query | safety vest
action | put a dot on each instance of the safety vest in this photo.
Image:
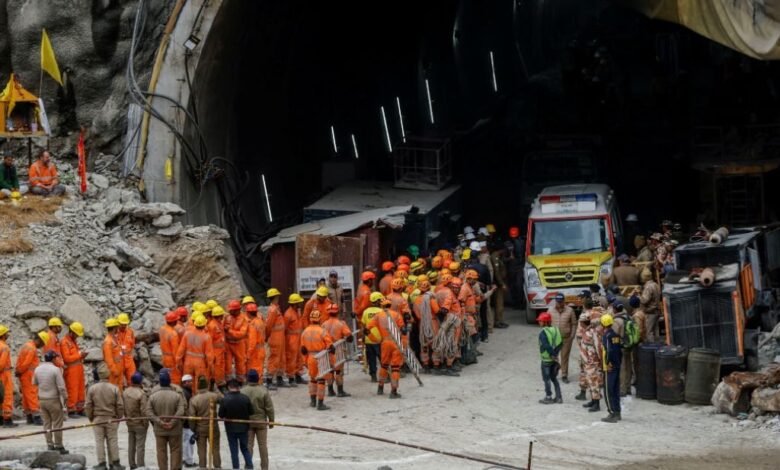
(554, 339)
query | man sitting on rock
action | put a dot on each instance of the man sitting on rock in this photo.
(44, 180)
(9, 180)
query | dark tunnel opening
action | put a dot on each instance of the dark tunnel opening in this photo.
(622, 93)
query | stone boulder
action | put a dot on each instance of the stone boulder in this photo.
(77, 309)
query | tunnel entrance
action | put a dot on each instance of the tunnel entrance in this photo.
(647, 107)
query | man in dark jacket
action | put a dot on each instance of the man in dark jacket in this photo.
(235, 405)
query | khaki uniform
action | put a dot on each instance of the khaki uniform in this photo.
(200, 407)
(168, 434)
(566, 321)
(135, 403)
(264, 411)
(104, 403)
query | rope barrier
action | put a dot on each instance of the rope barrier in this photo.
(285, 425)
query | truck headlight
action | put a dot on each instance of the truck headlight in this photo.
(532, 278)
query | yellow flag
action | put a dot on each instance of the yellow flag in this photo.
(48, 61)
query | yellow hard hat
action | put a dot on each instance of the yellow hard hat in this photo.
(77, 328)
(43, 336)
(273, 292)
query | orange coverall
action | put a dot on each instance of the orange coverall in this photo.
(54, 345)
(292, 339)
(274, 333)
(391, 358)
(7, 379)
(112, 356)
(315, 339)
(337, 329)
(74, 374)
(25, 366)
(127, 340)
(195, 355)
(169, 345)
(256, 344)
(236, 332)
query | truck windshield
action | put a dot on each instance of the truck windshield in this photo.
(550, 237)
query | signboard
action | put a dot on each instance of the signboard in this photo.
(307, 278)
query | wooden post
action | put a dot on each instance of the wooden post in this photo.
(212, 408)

_ _ _ _ _

> _Goal_:
Reproduce all of the material above word for word, omitting the picture.

> _Result_:
query | safety vest
action | put a dot on each instance of the safety vest in this photo.
Image:
(554, 339)
query | man sitting on rock
action | put a dot on each instance of the man sitting on rock in this photo.
(44, 180)
(9, 180)
query | dark tunnel opening
action | put a dot on each instance of the dark tunnel opening in this photo.
(622, 93)
query | stone boulder
action | put a dot on each instance of the stone boulder in this photo.
(77, 309)
query | tunnel entrance
action | put a dot on each instance of the tunnel entrance in this photo.
(647, 107)
query | man in dark jacket
action | put a dot on each instance of the man in dark jacket in this photo.
(235, 405)
query | khaki uniform
action | put a dot on each instance of the khaki uniform in this photo.
(200, 407)
(168, 434)
(566, 321)
(135, 403)
(264, 411)
(104, 403)
query | rope barrier
action | put a dot on each instance of the rope barrier in this photo.
(285, 425)
query | truck headlight
action | put a dot on each instance of the truck headlight in this photo.
(532, 278)
query | yellow flag
action | put a dot on each instance of the yellow flag in this photo.
(48, 61)
query | yellow hard hat
action | put a dot on each instance of the yellow hard hat in this photo.
(77, 328)
(43, 336)
(273, 292)
query | orange coverall
action | put a dot on each instance of the orange coverall in this photo.
(54, 345)
(292, 339)
(274, 333)
(391, 358)
(7, 379)
(112, 356)
(315, 339)
(337, 329)
(74, 374)
(25, 366)
(127, 340)
(195, 355)
(169, 345)
(256, 344)
(236, 332)
query | truck windshield
action | put a dot on each instance of the truck windshield in this photo.
(550, 237)
query | signboard
action | put a dot on each instance of the signboard in this photo.
(307, 278)
query | wooden post
action | put a dot on each instance of the wooden post in this photo.
(212, 408)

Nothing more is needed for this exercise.